> **TEXT SECTION**:

★ ★ ★ ★ ★ ★ ★

By Jane Horwitz
Special to The Washington Post
Wednesday, November 14, 2007
The financially troubled African Continuum Theatre Company has lost its new artistic director, Benny Sato Ambush, before he was to begin the job full time.
Ambush stepped down as acting artistic director Oct. 30 but did not speak of his decision until after the board announced it last week. With the company suffering from what its chairman called a "cash flow crunch," the board also had recently decided to postpone its fall and winter shows and present a shortened spring season.
"The theater had announced a season it couldn't afford to launch without having a significant influx of new cash beyond the grant money it was expecting for the year," Ambush told Backstage, saying that it was he who called the problem to the board's attention. "That grant money was coming in too late. . . . It was a cash flow crisis, you bet."
Ambush, who said his relationship with African Continuum was always amicable, praised the board for doing "some really good and hard work" in coming to an understanding of the financial troubles.
He said he became aware of the problem last summer, when he began working part time for the company while still doing freelance directing gigs. If he had known about the finances before signing on with African Continuum, he said, "I would have stayed clear of the job."
He presented a proposal for "a different way of doing business" that he felt could solve the nonprofit company's financial woes, but the board did not act on it, Ambush said.
Board Chairman Rubie G. Coles said the proposal remains among alternatives under consideration. The board will announce "something definitive" about African Continuum's path by the end of the month, she said.
Although the board is disappointed about Ambush's resignation, Coles said, it remains convinced it can attract other qualified candidates.
"Our number one priority is to make sure that we are managing our finances well," Coles continued. "I think that we will survive this and that we are an important piece of the theater community here, and I still think it will be an attractive place for those artists in black theater."

★ ★ ★ ★ ★ ★ ★

> **PROVIDED MATERIAL**:
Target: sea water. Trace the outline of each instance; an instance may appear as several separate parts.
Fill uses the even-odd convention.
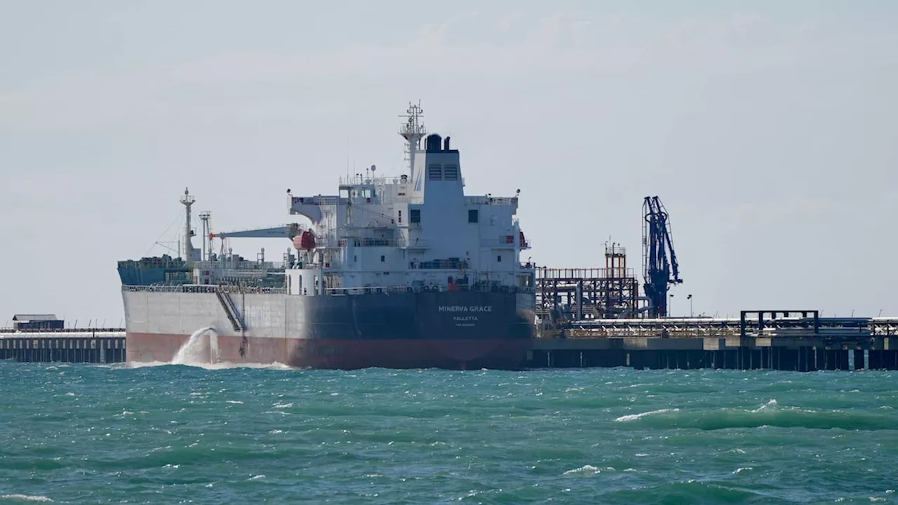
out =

★ ★ ★ ★ ★ ★ ★

> **AIM OF THE EXERCISE**:
Retype the theater company article, starting with "Ambush, who said" and going on through "month, she said.".

> **WRITTEN SOLUTION**:
Ambush, who said his relationship with African Continuum was always amicable, praised the board for doing "some really good and hard work" in coming to an understanding of the financial troubles.
He said he became aware of the problem last summer, when he began working part time for the company while still doing freelance directing gigs. If he had known about the finances before signing on with African Continuum, he said, "I would have stayed clear of the job."
He presented a proposal for "a different way of doing business" that he felt could solve the nonprofit company's financial woes, but the board did not act on it, Ambush said.
Board Chairman Rubie G. Coles said the proposal remains among alternatives under consideration. The board will announce "something definitive" about African Continuum's path by the end of the month, she said.